» Aim of the exercise
The answer must be the full listing, written out exactly.

» Exercise material
+++
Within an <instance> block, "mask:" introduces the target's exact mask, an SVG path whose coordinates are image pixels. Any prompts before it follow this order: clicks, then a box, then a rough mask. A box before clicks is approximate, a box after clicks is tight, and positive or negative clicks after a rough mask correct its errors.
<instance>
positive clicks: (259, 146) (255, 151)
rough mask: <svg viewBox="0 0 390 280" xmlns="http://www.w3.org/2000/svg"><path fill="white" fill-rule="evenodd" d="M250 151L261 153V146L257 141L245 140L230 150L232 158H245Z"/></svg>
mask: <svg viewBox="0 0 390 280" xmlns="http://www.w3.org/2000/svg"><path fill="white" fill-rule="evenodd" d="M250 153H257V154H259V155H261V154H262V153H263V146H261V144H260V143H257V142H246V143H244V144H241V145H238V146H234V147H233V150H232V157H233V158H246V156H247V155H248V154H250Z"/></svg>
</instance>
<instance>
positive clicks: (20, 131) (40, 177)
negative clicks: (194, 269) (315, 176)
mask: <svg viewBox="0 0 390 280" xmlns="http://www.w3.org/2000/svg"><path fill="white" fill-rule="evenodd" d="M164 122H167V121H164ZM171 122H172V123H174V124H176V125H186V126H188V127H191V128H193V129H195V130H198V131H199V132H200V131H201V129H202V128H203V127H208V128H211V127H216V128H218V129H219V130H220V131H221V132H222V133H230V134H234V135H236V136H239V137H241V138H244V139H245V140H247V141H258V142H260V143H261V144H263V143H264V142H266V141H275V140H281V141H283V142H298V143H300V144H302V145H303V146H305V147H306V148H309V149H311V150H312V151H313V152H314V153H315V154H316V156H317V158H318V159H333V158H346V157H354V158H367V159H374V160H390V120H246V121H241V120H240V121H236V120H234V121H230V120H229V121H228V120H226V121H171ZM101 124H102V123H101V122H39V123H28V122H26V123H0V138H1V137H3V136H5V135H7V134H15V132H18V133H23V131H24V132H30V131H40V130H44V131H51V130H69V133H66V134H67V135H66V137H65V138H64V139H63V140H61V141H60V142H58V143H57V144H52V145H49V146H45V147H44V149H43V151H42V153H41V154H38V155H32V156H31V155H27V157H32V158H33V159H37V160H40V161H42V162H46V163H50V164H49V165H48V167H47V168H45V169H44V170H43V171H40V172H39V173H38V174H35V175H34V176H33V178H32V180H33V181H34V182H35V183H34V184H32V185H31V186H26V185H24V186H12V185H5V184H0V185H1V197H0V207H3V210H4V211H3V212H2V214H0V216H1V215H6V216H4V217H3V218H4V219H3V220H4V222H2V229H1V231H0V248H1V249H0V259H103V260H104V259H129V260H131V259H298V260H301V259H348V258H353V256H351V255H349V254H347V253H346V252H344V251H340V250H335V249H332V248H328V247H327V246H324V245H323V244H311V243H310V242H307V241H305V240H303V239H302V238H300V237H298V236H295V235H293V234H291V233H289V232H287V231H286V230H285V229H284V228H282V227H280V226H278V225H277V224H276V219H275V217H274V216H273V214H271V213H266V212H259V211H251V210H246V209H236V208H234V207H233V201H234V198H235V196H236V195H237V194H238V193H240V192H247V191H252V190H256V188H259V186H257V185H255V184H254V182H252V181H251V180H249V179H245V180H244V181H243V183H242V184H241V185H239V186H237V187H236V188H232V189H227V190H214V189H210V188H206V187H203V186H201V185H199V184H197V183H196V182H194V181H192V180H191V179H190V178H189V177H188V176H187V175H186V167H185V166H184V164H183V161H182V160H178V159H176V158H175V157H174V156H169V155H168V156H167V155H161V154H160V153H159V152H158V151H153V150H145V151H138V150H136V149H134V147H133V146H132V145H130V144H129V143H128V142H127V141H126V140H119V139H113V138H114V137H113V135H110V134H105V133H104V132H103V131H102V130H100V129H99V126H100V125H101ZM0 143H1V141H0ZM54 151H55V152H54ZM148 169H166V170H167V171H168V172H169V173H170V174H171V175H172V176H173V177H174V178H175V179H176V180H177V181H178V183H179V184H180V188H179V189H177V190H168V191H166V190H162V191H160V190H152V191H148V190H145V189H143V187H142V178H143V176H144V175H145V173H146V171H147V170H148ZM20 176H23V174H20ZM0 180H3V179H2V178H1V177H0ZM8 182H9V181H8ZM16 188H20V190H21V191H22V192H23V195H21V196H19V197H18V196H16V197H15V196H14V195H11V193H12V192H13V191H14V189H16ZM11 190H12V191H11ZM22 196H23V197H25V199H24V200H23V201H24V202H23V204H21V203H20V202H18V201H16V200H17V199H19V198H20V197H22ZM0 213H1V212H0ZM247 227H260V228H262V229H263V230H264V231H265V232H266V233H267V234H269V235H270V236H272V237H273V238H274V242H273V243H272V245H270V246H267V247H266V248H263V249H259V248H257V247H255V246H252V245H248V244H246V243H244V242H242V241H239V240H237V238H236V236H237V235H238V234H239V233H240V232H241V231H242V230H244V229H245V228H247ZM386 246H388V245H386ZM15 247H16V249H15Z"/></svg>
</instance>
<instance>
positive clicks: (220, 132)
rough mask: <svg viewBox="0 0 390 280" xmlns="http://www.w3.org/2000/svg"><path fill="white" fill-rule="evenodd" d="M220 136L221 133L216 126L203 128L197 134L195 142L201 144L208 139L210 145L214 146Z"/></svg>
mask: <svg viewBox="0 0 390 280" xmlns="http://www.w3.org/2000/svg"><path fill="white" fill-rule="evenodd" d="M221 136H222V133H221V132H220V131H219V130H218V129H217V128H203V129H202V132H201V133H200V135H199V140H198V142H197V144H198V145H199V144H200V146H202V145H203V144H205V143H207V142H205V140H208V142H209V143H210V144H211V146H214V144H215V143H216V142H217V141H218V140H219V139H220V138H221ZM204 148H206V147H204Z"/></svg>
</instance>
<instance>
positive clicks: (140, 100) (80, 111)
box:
+++
» Solution to the problem
Within an <instance> block, "mask:" introduces the target's exact mask, an SVG path whose coordinates are image pixels. Any prompts before it follow this order: clicks, then a box, then a rough mask. A box before clicks is approximate, a box after clicks is tight, and positive or negative clicks after a rough mask correct its errors.
<instance>
positive clicks: (259, 146) (255, 151)
rough mask: <svg viewBox="0 0 390 280" xmlns="http://www.w3.org/2000/svg"><path fill="white" fill-rule="evenodd" d="M250 151L261 153V146L257 141L245 140L230 150L232 158H245Z"/></svg>
mask: <svg viewBox="0 0 390 280" xmlns="http://www.w3.org/2000/svg"><path fill="white" fill-rule="evenodd" d="M250 153H257V154H259V155H261V154H262V153H263V146H261V144H260V143H257V142H246V143H244V144H241V145H238V146H234V147H233V150H232V157H233V158H246V156H247V155H248V154H250Z"/></svg>
</instance>
<instance>
positive clicks: (20, 131) (40, 177)
negative clicks: (194, 269) (315, 176)
mask: <svg viewBox="0 0 390 280" xmlns="http://www.w3.org/2000/svg"><path fill="white" fill-rule="evenodd" d="M164 122H167V121H164ZM171 122H172V123H174V124H176V125H186V126H188V127H191V128H193V129H195V130H198V131H199V132H200V131H201V129H202V128H203V127H208V128H211V127H216V128H218V129H219V130H220V131H221V132H222V133H230V134H234V135H236V136H239V137H241V138H244V139H245V140H247V141H258V142H260V143H261V144H263V143H264V142H266V141H275V140H281V141H283V142H298V143H300V144H302V145H303V146H305V147H306V148H309V149H311V150H312V151H313V152H314V153H315V154H316V156H317V158H318V159H333V158H346V157H354V158H367V159H374V160H390V120H246V121H241V120H240V121H236V120H234V121H230V120H229V121H228V120H226V121H171ZM101 124H102V123H101V122H39V123H28V122H26V123H0V138H1V137H3V136H5V135H7V134H15V132H18V133H23V131H24V132H30V131H40V130H44V131H51V130H69V133H66V134H67V135H66V137H65V138H64V139H63V140H61V141H60V142H58V143H57V144H52V145H49V146H45V147H44V149H43V151H42V153H41V154H38V155H32V156H31V155H27V157H32V158H33V159H37V160H40V161H42V162H46V163H50V164H49V165H48V167H47V168H45V169H44V170H43V171H40V172H39V173H38V174H35V175H34V176H33V178H32V180H33V181H34V182H35V183H34V184H32V185H31V186H26V185H24V186H12V185H5V184H0V185H1V197H0V207H3V210H4V211H3V212H2V214H0V216H1V215H6V216H4V217H3V218H4V219H3V220H4V222H2V229H1V231H0V248H1V249H0V259H103V260H104V259H129V260H131V259H298V260H301V259H348V258H353V256H351V255H349V254H347V253H346V252H344V251H340V250H335V249H332V248H328V247H327V246H324V245H323V244H311V243H310V242H307V241H305V240H303V239H302V238H300V237H298V236H295V235H293V234H291V233H289V232H287V231H286V230H285V229H284V228H282V227H280V226H278V225H277V224H276V219H275V217H274V216H273V214H271V213H266V212H259V211H251V210H246V209H236V208H234V207H233V201H234V198H235V196H236V195H237V194H238V193H240V192H247V191H252V190H256V188H259V186H257V185H255V184H254V182H252V181H251V180H249V179H245V180H244V181H243V183H242V184H241V185H239V186H237V187H236V188H232V189H227V190H214V189H210V188H206V187H203V186H201V185H199V184H197V183H196V182H194V181H192V180H191V179H190V178H189V177H188V176H187V175H186V167H185V166H184V164H183V161H182V160H178V159H176V158H175V157H174V156H169V155H168V156H167V155H161V154H160V153H159V152H158V151H153V150H145V151H138V150H136V149H134V147H133V146H132V145H130V144H129V143H128V142H127V141H126V140H119V139H113V138H114V137H113V135H110V134H105V133H104V132H103V131H102V130H100V129H99V126H100V125H101ZM0 143H1V141H0ZM54 151H55V152H54ZM148 169H166V170H167V171H168V172H169V173H170V174H171V175H172V176H173V177H174V178H175V179H176V180H177V181H178V183H179V184H180V188H179V189H177V190H168V191H166V190H162V191H160V190H152V191H148V190H145V189H143V187H142V178H143V176H144V175H145V173H146V171H147V170H148ZM20 176H23V174H20ZM0 180H3V179H2V178H1V177H0ZM8 182H9V181H8ZM16 188H20V190H21V191H22V192H23V195H21V196H19V197H18V196H16V197H15V196H14V195H11V193H12V192H13V191H14V189H16ZM11 190H12V191H11ZM22 196H23V197H25V199H24V200H23V201H24V202H23V204H21V203H20V202H18V201H16V200H17V199H19V198H20V197H22ZM0 213H1V212H0ZM247 227H260V228H262V229H263V230H264V231H265V232H266V233H267V234H269V235H270V236H272V237H273V238H274V242H273V243H272V245H270V246H267V247H266V248H263V249H259V248H257V247H255V246H252V245H248V244H246V243H244V242H242V241H239V240H237V238H236V236H237V235H238V234H239V233H240V232H241V231H242V230H244V229H245V228H247ZM386 246H388V245H386ZM15 247H16V249H15Z"/></svg>
</instance>
<instance>
positive clicks: (220, 132)
rough mask: <svg viewBox="0 0 390 280" xmlns="http://www.w3.org/2000/svg"><path fill="white" fill-rule="evenodd" d="M220 136L221 133L216 126L203 128L197 134L195 142L201 144L208 139L210 145L214 146Z"/></svg>
mask: <svg viewBox="0 0 390 280" xmlns="http://www.w3.org/2000/svg"><path fill="white" fill-rule="evenodd" d="M221 136H222V133H221V132H220V131H219V130H218V129H217V128H203V129H202V132H201V133H200V135H199V140H198V142H197V144H198V145H199V144H200V146H202V145H203V144H205V143H207V142H205V140H208V142H209V143H210V144H211V146H214V144H215V143H216V142H217V141H218V140H219V139H220V138H221ZM204 148H206V147H204Z"/></svg>
</instance>
<instance>
positive clicks: (140, 100) (80, 111)
box:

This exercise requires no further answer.